[start of Exercise data]
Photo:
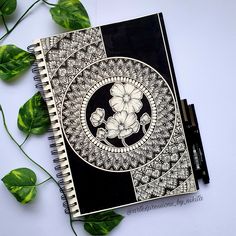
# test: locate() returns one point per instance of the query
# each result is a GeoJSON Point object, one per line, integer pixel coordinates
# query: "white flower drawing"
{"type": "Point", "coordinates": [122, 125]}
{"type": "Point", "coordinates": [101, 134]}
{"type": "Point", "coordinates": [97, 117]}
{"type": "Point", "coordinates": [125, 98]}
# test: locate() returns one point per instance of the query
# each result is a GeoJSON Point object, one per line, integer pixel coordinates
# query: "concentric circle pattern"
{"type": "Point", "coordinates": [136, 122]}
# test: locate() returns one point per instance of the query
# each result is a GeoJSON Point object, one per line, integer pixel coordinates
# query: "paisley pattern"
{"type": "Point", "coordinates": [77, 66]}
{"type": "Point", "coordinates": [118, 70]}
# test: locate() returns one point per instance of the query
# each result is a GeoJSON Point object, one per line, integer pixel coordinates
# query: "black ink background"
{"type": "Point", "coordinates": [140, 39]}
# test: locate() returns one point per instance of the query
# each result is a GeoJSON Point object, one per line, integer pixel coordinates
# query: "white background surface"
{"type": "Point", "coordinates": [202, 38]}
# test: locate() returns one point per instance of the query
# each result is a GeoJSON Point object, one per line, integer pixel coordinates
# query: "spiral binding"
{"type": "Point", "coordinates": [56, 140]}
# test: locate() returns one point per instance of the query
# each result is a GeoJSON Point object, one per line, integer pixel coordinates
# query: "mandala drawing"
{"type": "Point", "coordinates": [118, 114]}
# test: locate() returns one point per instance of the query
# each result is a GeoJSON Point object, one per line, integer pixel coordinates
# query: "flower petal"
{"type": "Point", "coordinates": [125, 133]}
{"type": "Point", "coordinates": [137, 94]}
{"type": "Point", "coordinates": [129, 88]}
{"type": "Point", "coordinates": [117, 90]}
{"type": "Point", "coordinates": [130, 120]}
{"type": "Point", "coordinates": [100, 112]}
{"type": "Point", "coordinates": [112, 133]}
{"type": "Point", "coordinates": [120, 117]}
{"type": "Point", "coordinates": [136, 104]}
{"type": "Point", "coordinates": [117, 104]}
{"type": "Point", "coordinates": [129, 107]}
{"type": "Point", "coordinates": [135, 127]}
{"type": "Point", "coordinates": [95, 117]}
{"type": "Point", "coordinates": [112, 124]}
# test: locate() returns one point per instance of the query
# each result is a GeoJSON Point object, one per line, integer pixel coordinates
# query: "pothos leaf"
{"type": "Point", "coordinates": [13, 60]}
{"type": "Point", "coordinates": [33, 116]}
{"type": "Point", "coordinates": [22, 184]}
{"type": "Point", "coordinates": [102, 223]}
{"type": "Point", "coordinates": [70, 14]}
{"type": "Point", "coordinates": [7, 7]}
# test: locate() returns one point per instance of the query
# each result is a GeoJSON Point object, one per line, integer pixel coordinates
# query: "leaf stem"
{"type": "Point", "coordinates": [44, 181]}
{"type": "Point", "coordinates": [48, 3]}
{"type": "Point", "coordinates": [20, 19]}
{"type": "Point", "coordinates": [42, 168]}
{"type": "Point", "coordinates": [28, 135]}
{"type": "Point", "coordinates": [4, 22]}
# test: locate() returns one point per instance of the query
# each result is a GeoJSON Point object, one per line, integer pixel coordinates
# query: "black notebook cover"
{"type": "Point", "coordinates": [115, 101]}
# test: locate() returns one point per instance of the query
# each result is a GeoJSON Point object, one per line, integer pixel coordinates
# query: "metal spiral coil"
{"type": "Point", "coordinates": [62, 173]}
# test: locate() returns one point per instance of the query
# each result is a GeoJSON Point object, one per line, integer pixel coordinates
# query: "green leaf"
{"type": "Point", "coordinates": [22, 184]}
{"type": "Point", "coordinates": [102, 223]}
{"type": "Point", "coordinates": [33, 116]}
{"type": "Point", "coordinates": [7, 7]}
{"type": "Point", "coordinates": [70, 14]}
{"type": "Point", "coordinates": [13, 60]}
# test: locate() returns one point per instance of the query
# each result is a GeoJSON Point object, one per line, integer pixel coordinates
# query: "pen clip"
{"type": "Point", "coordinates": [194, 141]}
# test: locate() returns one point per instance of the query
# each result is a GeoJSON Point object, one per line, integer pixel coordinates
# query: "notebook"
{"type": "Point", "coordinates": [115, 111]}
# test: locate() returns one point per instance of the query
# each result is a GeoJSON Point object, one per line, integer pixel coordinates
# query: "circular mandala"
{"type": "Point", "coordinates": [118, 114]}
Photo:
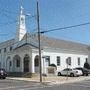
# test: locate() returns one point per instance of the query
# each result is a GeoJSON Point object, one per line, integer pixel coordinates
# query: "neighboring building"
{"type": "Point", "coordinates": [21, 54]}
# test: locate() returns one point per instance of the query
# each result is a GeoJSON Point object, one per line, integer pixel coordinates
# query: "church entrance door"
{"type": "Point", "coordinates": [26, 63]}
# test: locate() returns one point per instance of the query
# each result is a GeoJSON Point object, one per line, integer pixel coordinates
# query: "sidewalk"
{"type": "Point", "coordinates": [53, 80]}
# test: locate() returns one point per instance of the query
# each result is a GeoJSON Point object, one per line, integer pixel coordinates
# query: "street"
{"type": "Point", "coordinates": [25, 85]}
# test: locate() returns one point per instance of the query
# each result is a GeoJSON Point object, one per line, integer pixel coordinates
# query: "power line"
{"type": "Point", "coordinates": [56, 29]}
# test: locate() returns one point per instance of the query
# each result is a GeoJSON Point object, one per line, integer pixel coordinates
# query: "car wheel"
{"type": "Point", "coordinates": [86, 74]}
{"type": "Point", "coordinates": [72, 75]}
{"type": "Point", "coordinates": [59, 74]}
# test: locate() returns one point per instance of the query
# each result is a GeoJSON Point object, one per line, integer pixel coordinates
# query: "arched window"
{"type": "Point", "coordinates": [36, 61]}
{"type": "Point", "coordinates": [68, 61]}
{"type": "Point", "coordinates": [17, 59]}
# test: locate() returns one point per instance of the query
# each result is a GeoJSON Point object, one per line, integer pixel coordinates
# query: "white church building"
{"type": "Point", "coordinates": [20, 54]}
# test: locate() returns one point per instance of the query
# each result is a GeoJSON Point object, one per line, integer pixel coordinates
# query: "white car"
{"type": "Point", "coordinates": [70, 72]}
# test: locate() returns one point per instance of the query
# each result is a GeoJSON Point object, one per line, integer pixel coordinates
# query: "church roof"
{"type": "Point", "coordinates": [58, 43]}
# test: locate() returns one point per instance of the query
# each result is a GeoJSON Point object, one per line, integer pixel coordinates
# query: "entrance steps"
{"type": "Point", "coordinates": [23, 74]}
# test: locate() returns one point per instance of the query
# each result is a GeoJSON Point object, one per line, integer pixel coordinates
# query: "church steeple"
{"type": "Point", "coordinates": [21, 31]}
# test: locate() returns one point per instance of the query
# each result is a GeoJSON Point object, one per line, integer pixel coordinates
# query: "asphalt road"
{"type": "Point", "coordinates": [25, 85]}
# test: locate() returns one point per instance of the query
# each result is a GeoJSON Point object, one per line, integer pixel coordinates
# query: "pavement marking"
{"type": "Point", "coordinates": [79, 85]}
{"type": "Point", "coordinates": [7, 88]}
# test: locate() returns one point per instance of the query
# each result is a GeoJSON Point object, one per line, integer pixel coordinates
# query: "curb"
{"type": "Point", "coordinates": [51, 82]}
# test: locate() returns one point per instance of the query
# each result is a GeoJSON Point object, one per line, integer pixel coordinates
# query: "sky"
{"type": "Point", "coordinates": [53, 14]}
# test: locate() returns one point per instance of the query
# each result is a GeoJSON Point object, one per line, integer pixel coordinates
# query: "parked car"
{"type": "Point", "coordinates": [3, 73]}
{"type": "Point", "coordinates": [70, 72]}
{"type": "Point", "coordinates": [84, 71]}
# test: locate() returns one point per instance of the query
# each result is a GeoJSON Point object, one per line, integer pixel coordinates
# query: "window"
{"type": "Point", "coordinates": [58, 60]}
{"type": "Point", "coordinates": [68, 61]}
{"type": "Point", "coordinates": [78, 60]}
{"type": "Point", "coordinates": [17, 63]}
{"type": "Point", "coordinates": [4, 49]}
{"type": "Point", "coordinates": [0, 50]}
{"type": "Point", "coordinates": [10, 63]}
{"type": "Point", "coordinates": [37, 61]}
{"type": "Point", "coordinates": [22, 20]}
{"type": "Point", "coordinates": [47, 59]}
[end of Exercise data]
[start of Exercise data]
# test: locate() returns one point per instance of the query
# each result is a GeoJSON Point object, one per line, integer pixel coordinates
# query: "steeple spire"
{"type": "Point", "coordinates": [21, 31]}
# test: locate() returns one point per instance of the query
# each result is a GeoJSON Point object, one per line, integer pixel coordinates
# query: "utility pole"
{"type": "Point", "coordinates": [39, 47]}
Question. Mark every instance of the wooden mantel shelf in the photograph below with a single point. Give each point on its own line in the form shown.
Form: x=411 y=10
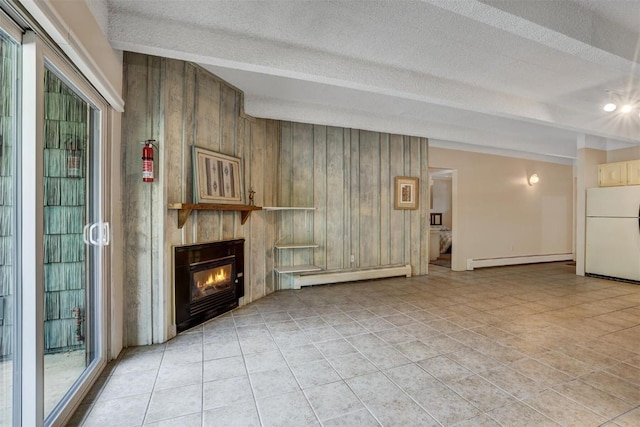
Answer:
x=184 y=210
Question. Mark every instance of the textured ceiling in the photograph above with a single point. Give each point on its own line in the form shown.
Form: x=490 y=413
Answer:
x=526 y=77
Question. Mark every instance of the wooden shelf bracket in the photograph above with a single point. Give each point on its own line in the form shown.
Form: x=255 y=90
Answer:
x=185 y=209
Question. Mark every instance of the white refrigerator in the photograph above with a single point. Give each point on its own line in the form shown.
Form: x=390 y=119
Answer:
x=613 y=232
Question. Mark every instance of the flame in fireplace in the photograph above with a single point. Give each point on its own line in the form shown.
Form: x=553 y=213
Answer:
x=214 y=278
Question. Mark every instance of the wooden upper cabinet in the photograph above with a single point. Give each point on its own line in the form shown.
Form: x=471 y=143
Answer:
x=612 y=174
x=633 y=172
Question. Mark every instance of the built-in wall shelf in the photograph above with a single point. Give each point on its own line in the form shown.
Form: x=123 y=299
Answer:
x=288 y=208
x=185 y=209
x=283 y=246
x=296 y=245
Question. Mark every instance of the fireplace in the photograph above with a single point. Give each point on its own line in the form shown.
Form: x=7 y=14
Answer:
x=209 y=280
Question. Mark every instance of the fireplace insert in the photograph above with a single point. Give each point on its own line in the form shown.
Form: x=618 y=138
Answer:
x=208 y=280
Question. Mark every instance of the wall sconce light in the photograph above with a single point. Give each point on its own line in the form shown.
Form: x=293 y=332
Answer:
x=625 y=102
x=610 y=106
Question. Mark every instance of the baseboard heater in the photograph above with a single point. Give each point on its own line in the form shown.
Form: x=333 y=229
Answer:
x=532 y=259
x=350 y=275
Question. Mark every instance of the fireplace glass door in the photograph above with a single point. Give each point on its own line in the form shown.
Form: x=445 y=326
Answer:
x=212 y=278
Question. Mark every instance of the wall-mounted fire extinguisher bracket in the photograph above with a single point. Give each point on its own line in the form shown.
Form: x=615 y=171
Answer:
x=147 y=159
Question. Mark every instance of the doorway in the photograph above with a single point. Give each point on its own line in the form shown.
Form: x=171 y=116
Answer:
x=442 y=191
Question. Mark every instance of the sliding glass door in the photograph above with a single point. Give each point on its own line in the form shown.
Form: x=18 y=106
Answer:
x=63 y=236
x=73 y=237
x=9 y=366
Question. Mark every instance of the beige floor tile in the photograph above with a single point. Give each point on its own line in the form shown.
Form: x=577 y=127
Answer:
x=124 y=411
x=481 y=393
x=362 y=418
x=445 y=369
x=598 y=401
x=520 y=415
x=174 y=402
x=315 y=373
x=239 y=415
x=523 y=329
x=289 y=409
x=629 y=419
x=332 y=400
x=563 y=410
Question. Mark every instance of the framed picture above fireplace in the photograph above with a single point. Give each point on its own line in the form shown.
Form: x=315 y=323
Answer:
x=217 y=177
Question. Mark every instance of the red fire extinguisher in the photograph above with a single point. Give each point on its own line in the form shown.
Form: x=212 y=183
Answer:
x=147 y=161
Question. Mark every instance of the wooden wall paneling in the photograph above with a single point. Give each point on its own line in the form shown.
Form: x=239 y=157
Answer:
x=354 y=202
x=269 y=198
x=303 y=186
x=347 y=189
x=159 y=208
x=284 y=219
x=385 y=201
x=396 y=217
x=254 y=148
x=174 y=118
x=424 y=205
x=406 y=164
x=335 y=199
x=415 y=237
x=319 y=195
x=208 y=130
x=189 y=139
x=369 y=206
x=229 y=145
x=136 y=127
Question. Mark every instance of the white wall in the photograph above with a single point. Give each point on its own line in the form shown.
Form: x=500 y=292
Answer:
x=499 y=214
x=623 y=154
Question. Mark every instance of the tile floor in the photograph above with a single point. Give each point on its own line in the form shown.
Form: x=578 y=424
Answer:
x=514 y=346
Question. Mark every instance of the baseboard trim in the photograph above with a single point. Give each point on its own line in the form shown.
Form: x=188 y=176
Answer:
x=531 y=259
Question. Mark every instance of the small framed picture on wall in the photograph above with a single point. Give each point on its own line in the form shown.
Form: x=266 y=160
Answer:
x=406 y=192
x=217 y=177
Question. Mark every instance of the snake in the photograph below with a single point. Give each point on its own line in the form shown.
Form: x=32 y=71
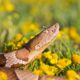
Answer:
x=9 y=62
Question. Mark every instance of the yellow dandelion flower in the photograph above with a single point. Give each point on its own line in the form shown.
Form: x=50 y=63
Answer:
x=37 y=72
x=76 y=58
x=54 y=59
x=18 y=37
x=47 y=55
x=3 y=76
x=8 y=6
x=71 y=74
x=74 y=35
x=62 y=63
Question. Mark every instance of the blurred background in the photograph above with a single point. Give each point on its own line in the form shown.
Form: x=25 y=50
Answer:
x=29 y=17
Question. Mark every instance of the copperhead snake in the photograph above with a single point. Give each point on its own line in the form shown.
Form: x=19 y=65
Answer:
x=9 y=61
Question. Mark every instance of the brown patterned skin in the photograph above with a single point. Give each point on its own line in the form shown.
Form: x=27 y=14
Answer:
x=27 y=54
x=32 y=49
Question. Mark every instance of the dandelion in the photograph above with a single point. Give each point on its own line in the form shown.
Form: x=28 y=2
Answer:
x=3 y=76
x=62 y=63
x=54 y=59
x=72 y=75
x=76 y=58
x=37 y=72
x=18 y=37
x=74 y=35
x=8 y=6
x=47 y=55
[end of Exercise data]
* **Description of the task**
Recast the lines starting at the line containing "Question. Mark every instance of the fireplace insert" and ending at the line containing "x=147 y=159", both included, as a JSON list of strings with one string per line. Leave out blank lines.

* **Expected answer**
[
  "Question. Mark every instance of the fireplace insert in the photograph above with a single point. Give each point on its own line in the form shown.",
  "Form: x=618 y=138",
  "Answer:",
  "x=208 y=280",
  "Question. Mark every instance of the wall sconce light in the photograph above with a single point. Give each point on its own line in the form shown.",
  "Form: x=293 y=332",
  "Answer:",
  "x=625 y=102",
  "x=610 y=106",
  "Question. Mark every instance of the baseboard heater in the photograph above with a single point. Give each point on its own line in the form shown.",
  "Form: x=333 y=229",
  "Answer:",
  "x=532 y=259",
  "x=350 y=275",
  "Question. Mark every instance of the fireplace glass door in the photograph above with a single point. Give each point on its own line in the form shown.",
  "Form: x=445 y=326",
  "Answer:",
  "x=212 y=278",
  "Question. Mark every instance of the wall-mounted fire extinguisher bracket in the photograph above with a single point. Give each point on its own line in the form shown.",
  "Form: x=615 y=171",
  "Answer:",
  "x=147 y=159"
]